| What the task requires |
In the material below, how many lines contain "flagged"? Answer with the number alone.

| Records provided |
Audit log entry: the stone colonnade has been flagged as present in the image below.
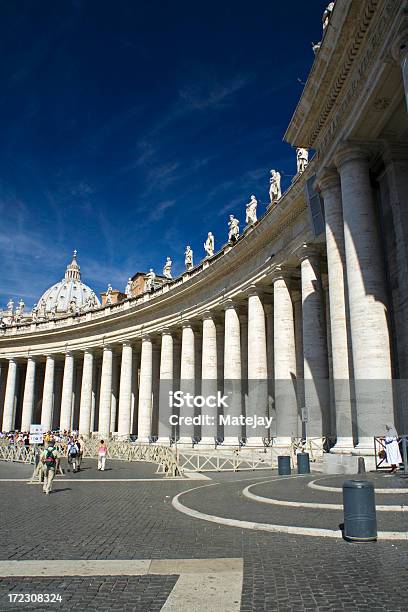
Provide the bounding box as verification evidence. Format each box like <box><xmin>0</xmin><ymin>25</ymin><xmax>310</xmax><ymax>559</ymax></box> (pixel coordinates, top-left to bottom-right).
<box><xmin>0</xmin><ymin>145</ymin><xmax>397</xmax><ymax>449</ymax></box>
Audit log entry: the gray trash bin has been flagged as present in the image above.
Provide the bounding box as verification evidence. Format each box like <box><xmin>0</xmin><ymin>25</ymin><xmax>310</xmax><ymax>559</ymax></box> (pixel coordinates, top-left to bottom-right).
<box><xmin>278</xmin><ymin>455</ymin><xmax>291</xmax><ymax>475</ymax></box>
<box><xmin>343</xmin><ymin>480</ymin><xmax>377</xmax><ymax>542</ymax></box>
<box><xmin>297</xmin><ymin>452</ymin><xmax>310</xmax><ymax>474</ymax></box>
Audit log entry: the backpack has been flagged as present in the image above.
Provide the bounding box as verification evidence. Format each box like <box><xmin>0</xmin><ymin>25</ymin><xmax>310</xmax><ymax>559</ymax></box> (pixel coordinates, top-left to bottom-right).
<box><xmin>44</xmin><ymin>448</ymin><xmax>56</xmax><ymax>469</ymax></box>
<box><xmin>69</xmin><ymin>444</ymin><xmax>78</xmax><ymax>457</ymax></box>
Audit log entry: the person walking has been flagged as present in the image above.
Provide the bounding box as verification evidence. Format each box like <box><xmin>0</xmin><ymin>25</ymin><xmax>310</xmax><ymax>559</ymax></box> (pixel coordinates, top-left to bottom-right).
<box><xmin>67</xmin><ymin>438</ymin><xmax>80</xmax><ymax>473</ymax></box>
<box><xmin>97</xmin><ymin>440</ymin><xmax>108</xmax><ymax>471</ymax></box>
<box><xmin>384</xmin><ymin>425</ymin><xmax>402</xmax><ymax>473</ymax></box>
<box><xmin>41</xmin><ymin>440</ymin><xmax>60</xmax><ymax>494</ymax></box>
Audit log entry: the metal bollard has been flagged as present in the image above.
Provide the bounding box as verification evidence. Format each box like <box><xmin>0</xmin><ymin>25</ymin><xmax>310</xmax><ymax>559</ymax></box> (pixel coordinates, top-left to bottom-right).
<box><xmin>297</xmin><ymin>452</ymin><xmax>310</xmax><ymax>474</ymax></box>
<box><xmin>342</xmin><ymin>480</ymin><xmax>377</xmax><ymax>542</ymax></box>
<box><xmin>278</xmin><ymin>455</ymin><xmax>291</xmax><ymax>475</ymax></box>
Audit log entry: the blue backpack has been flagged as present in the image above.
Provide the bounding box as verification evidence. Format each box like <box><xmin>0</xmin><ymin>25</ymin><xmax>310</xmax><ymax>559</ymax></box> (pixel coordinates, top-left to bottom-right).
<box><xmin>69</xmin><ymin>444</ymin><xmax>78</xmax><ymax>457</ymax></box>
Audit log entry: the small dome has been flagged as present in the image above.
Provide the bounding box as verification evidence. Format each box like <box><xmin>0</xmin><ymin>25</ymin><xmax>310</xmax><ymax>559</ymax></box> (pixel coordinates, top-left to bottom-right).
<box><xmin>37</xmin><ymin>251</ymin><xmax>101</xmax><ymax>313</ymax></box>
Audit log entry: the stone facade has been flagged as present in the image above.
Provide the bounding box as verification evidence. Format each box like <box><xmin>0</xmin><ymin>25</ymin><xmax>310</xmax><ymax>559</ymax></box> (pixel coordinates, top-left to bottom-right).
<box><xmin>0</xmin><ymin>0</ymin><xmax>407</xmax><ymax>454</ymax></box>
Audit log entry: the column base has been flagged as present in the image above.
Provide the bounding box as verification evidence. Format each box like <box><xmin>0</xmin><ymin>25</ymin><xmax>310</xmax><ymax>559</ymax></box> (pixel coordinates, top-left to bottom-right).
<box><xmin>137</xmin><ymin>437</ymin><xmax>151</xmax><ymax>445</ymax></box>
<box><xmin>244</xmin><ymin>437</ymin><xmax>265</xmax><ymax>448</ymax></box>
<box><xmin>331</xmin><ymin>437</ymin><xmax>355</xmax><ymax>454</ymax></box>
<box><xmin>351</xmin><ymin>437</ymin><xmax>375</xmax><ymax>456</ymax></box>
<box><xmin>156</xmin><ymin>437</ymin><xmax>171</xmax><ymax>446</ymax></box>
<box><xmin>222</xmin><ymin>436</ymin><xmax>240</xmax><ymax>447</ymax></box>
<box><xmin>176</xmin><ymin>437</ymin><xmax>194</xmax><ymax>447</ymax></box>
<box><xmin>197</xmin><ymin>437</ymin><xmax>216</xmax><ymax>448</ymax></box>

| Answer to this exercise |
9